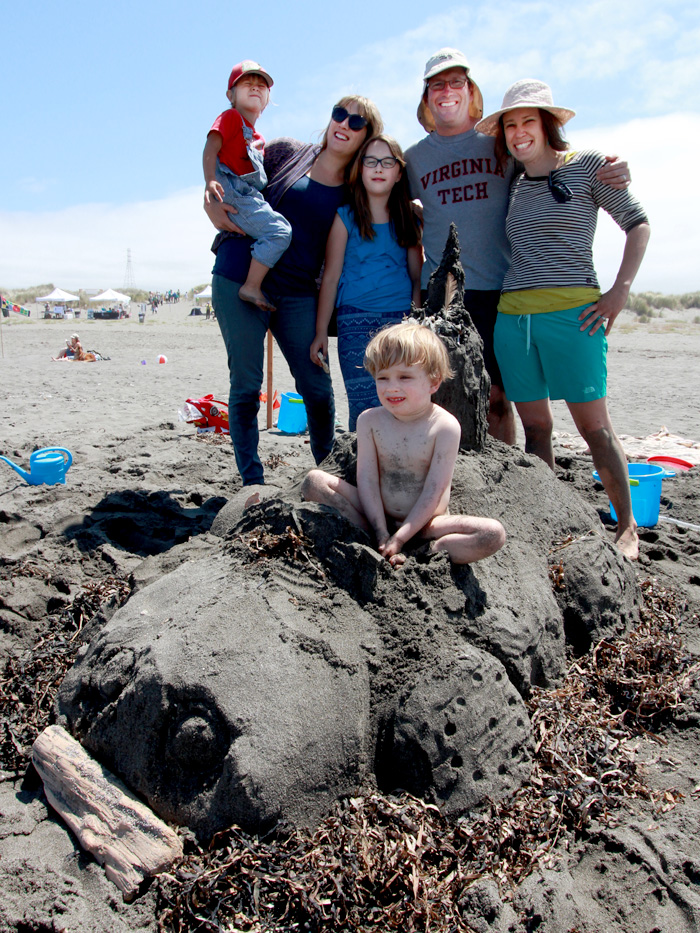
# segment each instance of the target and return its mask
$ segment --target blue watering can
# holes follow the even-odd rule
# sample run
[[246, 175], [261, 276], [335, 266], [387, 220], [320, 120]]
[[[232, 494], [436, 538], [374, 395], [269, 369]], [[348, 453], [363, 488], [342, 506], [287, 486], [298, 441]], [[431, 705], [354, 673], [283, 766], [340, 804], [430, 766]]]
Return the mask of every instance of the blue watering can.
[[29, 473], [7, 457], [0, 457], [0, 460], [9, 463], [30, 486], [40, 486], [42, 483], [55, 486], [57, 483], [65, 484], [66, 472], [73, 462], [73, 455], [65, 447], [43, 447], [41, 450], [35, 450], [29, 458]]

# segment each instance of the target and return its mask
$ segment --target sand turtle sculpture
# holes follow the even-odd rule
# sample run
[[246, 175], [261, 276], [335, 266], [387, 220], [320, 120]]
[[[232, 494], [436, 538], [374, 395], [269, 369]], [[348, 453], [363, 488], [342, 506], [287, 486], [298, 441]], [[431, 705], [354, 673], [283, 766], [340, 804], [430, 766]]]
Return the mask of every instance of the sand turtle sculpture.
[[[457, 373], [438, 401], [462, 448], [451, 508], [498, 518], [494, 557], [425, 547], [395, 570], [300, 481], [224, 507], [221, 546], [135, 592], [65, 678], [59, 722], [165, 819], [200, 838], [313, 825], [340, 796], [408, 790], [452, 815], [529, 774], [525, 699], [567, 650], [631, 624], [631, 566], [536, 458], [487, 437], [488, 376], [453, 230], [423, 312]], [[350, 481], [355, 438], [324, 469]]]

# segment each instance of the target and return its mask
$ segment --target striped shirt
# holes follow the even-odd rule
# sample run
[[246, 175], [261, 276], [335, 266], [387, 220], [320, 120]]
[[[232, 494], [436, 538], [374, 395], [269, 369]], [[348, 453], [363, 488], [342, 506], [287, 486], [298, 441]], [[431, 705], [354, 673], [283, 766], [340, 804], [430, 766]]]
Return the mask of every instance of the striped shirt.
[[503, 291], [529, 288], [598, 288], [593, 268], [593, 237], [598, 208], [607, 211], [625, 233], [647, 216], [629, 189], [618, 191], [596, 179], [605, 157], [592, 150], [573, 152], [552, 172], [552, 181], [572, 191], [559, 204], [547, 176], [519, 175], [513, 182], [506, 219], [511, 248]]

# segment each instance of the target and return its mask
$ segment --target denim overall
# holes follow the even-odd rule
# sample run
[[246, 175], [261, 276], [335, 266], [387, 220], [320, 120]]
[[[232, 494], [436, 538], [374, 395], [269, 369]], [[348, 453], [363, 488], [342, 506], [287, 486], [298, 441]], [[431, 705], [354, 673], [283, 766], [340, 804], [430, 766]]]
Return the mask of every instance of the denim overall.
[[262, 189], [267, 185], [263, 154], [252, 145], [252, 129], [245, 123], [242, 129], [254, 171], [236, 175], [217, 159], [216, 180], [224, 189], [224, 203], [236, 208], [237, 213], [229, 213], [229, 218], [255, 240], [253, 258], [271, 268], [289, 246], [292, 228], [262, 196]]

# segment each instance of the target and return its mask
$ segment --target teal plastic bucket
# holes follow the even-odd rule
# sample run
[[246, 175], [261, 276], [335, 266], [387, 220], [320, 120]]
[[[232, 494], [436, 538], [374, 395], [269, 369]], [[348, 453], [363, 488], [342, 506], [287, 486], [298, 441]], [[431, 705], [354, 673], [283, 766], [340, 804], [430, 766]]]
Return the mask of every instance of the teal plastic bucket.
[[[632, 514], [638, 525], [652, 528], [659, 520], [659, 506], [661, 504], [661, 480], [675, 473], [669, 473], [655, 463], [629, 463], [627, 464], [630, 479], [637, 480], [638, 485], [630, 485], [632, 497]], [[593, 471], [593, 478], [600, 482], [598, 471]], [[614, 522], [617, 515], [610, 503], [610, 515]]]
[[277, 429], [283, 434], [303, 434], [306, 430], [306, 406], [301, 395], [283, 392]]

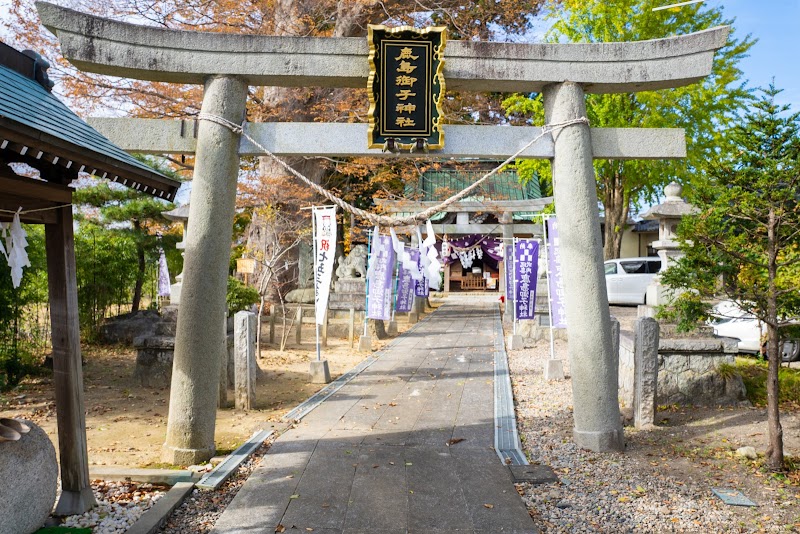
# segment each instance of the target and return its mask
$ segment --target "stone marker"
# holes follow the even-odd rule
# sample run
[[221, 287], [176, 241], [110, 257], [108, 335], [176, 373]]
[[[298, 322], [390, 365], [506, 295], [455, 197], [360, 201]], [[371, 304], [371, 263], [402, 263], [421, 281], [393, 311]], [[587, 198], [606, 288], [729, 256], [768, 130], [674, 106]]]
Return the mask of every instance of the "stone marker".
[[350, 348], [353, 348], [353, 343], [356, 338], [356, 310], [355, 308], [350, 308], [350, 318], [347, 323], [347, 339], [350, 341]]
[[658, 322], [652, 317], [640, 317], [633, 325], [633, 424], [636, 428], [652, 427], [656, 421], [658, 334]]
[[256, 406], [256, 315], [236, 312], [234, 319], [234, 405], [237, 410]]
[[56, 500], [56, 450], [44, 430], [30, 430], [18, 441], [0, 443], [0, 532], [30, 534], [50, 515]]
[[386, 325], [386, 333], [389, 334], [390, 336], [396, 336], [397, 335], [397, 320], [396, 319], [392, 319], [391, 321], [389, 321], [389, 324]]

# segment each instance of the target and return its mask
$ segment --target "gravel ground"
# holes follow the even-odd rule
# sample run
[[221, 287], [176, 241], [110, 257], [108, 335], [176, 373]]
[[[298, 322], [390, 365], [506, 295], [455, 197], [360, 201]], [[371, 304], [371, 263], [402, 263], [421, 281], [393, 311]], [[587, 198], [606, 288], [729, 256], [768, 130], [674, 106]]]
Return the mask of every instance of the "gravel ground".
[[[525, 452], [560, 478], [519, 488], [543, 532], [800, 532], [800, 489], [736, 458], [734, 445], [703, 448], [713, 441], [711, 430], [711, 438], [687, 440], [680, 427], [626, 429], [624, 454], [579, 450], [571, 436], [566, 342], [557, 341], [555, 350], [568, 378], [550, 383], [542, 375], [549, 343], [509, 351]], [[727, 506], [712, 486], [741, 489], [759, 506]]]
[[122, 534], [167, 492], [166, 486], [92, 481], [97, 506], [64, 518], [63, 527], [91, 528], [94, 534]]
[[214, 523], [217, 522], [225, 507], [233, 500], [239, 488], [269, 450], [269, 443], [261, 445], [219, 489], [200, 490], [195, 488], [191, 497], [170, 515], [159, 532], [195, 534], [209, 532], [214, 528]]

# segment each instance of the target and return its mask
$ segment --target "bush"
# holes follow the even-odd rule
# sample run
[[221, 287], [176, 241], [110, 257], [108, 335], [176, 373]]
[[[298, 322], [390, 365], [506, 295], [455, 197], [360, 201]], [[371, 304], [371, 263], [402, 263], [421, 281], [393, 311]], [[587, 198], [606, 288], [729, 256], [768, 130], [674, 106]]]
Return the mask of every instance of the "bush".
[[[736, 371], [742, 376], [747, 399], [756, 406], [767, 405], [767, 362], [736, 358]], [[800, 406], [800, 370], [781, 367], [778, 370], [778, 402]]]
[[247, 287], [236, 278], [228, 277], [228, 295], [226, 297], [228, 305], [228, 317], [238, 311], [243, 311], [253, 304], [261, 301], [261, 296], [255, 288]]

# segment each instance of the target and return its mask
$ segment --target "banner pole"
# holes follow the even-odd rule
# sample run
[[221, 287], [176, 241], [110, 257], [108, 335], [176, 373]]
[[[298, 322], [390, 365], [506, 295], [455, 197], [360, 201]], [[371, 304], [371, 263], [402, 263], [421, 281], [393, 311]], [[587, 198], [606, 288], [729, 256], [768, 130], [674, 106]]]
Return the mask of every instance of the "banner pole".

============

• **Task brief**:
Reproduce each record from above exactly; pictures do not belong in the copy.

• **Your solution**:
# segment each instance of the target and return its mask
$ segment --target blue watering can
# holes follow the even-odd rule
# sample run
[[246, 175], [261, 276], [335, 266], [387, 220], [320, 120]]
[[[232, 494], [436, 538], [374, 395], [269, 369]], [[348, 453], [363, 488], [342, 506], [287, 486], [298, 441]], [[431, 705], [354, 673], [283, 766], [340, 804], [430, 766]]]
Return the mask of every instance of the blue watering can.
[[29, 473], [7, 457], [0, 457], [0, 460], [9, 463], [30, 486], [40, 486], [42, 483], [55, 486], [57, 483], [65, 484], [66, 472], [73, 462], [73, 455], [65, 447], [43, 447], [41, 450], [35, 450], [29, 458]]

# segment each instance of the target and return its mask
$ segment --target sand turtle sculpture
# holes follow the even-odd rule
# sample run
[[246, 175], [261, 276], [335, 266], [387, 220], [320, 120]]
[[[232, 494], [436, 538], [374, 395], [269, 369]], [[348, 453], [363, 488], [342, 506], [287, 486], [298, 441]], [[431, 705], [354, 673], [283, 766], [340, 804], [430, 766]]]
Return the mask of every instance of the sand turtle sculpture.
[[[457, 373], [438, 401], [462, 448], [451, 508], [498, 518], [494, 557], [425, 547], [395, 570], [300, 481], [224, 507], [221, 546], [135, 592], [65, 678], [59, 722], [165, 819], [200, 838], [313, 825], [340, 796], [408, 790], [452, 815], [529, 774], [525, 699], [567, 650], [631, 624], [631, 566], [536, 458], [487, 437], [488, 376], [453, 230], [423, 312]], [[350, 481], [355, 438], [324, 469]]]

# segment each instance of the target and return its mask
$ segment --target striped shirt
# holes follow the even-odd rule
# sample run
[[246, 175], [261, 276], [335, 266], [387, 220], [320, 120]]
[[[232, 494], [436, 538], [374, 395], [269, 369]], [[348, 453], [363, 488], [342, 506], [287, 486], [298, 441]], [[431, 705], [354, 673], [283, 766], [340, 804], [430, 766]]]
Return the mask of every instance of the striped shirt.
[[503, 291], [529, 288], [598, 288], [593, 268], [593, 237], [598, 208], [607, 211], [625, 233], [647, 216], [629, 189], [618, 191], [596, 179], [605, 157], [592, 150], [573, 152], [552, 172], [552, 181], [572, 191], [559, 204], [547, 176], [519, 175], [513, 182], [506, 219], [511, 248]]

# segment each instance of the target and return its mask
$ segment --target denim overall
# holes follow the even-odd rule
# sample run
[[246, 175], [261, 276], [335, 266], [387, 220], [320, 120]]
[[[232, 494], [436, 538], [374, 395], [269, 369]], [[348, 453], [363, 488], [342, 506], [287, 486], [298, 441]], [[431, 705], [354, 673], [283, 766], [340, 804], [430, 766]]]
Return the mask of every instance of the denim overall.
[[262, 189], [267, 185], [263, 154], [252, 145], [252, 129], [245, 123], [242, 129], [254, 171], [236, 175], [217, 159], [216, 180], [224, 189], [224, 203], [236, 208], [237, 213], [229, 213], [229, 218], [255, 240], [253, 258], [271, 268], [289, 246], [292, 228], [262, 196]]

# segment each instance of the target and return its mask
$ segment --target teal plastic bucket
# holes follow the even-odd rule
# sample run
[[246, 175], [261, 276], [335, 266], [387, 220], [320, 120]]
[[[232, 494], [436, 538], [374, 395], [269, 369]], [[348, 453], [363, 488], [342, 506], [287, 486], [298, 441]], [[431, 705], [354, 673], [283, 766], [340, 804], [430, 766]]]
Return the mask of every instance of the teal plastic bucket.
[[[632, 514], [638, 525], [652, 528], [659, 520], [659, 506], [661, 504], [661, 480], [675, 473], [669, 473], [655, 463], [629, 463], [627, 464], [630, 479], [637, 480], [638, 485], [630, 485], [632, 497]], [[593, 471], [593, 478], [600, 482], [598, 471]], [[614, 522], [617, 515], [610, 503], [610, 515]]]
[[277, 429], [283, 434], [303, 434], [306, 430], [306, 406], [301, 395], [283, 392]]

# segment each instance of the target and return its mask
$ segment --target "stone marker"
# holes follow the even-odd rule
# sample run
[[221, 287], [176, 241], [110, 257], [108, 335], [176, 373]]
[[[298, 322], [390, 365], [506, 295], [455, 197], [360, 201]], [[371, 304], [371, 263], [402, 263], [421, 281], [393, 311]], [[587, 198], [606, 288], [729, 256], [768, 130], [674, 106]]]
Return the mask of every instance of the "stone marker".
[[350, 348], [353, 348], [353, 343], [356, 338], [356, 310], [355, 308], [350, 308], [350, 318], [347, 323], [347, 339], [350, 341]]
[[658, 322], [652, 317], [640, 317], [633, 325], [633, 424], [636, 428], [652, 427], [656, 421], [658, 334]]
[[256, 406], [256, 315], [236, 312], [234, 319], [234, 405], [237, 410]]
[[56, 500], [56, 450], [44, 430], [30, 430], [18, 441], [0, 443], [0, 532], [30, 534], [50, 515]]
[[386, 325], [386, 333], [389, 334], [390, 336], [396, 336], [397, 335], [397, 320], [396, 319], [392, 319], [391, 321], [389, 321], [389, 324]]

# segment each instance of the target and return its mask
$ segment --target "gravel ground"
# holes follow the even-odd rule
# sample run
[[221, 287], [176, 241], [110, 257], [108, 335], [176, 373]]
[[[298, 322], [390, 365], [506, 295], [455, 197], [360, 201]], [[371, 304], [371, 263], [402, 263], [421, 281], [393, 311]], [[587, 198], [606, 288], [729, 256], [768, 130], [674, 106]]]
Return the mask of every instance of the "gravel ground".
[[[525, 452], [560, 478], [519, 488], [543, 532], [800, 532], [800, 489], [736, 458], [734, 445], [703, 448], [713, 441], [711, 430], [711, 438], [687, 440], [680, 427], [626, 429], [624, 454], [579, 450], [571, 436], [566, 342], [557, 341], [555, 350], [568, 378], [550, 383], [542, 375], [549, 343], [509, 351]], [[727, 506], [712, 486], [741, 489], [759, 506]]]
[[122, 534], [167, 492], [166, 486], [92, 481], [97, 506], [64, 518], [63, 527], [91, 528], [94, 534]]
[[214, 523], [217, 522], [225, 507], [233, 500], [239, 488], [269, 450], [269, 443], [261, 445], [219, 489], [200, 490], [195, 488], [191, 497], [170, 515], [159, 532], [195, 534], [209, 532], [214, 528]]

# segment each instance of the target and return its mask
$ segment --target "bush"
# holes follow the even-odd rule
# sample run
[[221, 287], [176, 241], [110, 257], [108, 335], [176, 373]]
[[[298, 322], [390, 365], [506, 295], [455, 197], [360, 201]], [[371, 304], [371, 263], [402, 263], [421, 281], [393, 311]], [[587, 198], [606, 288], [729, 256], [768, 130], [674, 106]]]
Return the mask of every instance of the "bush".
[[[736, 371], [742, 376], [747, 399], [756, 406], [767, 405], [767, 362], [736, 358]], [[800, 406], [800, 370], [781, 367], [778, 370], [778, 402]]]
[[247, 287], [236, 278], [228, 277], [228, 295], [226, 297], [228, 305], [228, 317], [238, 311], [243, 311], [253, 304], [261, 301], [261, 296], [255, 288]]

# segment each instance of the target and return its mask
$ segment --target "banner pole"
# holes follow the even-odd rule
# sample run
[[221, 287], [176, 241], [110, 257], [108, 335], [176, 373]]
[[[298, 322], [390, 365], [506, 295], [455, 197], [360, 201]], [[371, 304], [371, 263], [402, 263], [421, 281], [393, 311]], [[587, 198], [606, 288], [729, 256], [768, 130], [674, 106]]]
Return the mask of every instance of the "banner pole".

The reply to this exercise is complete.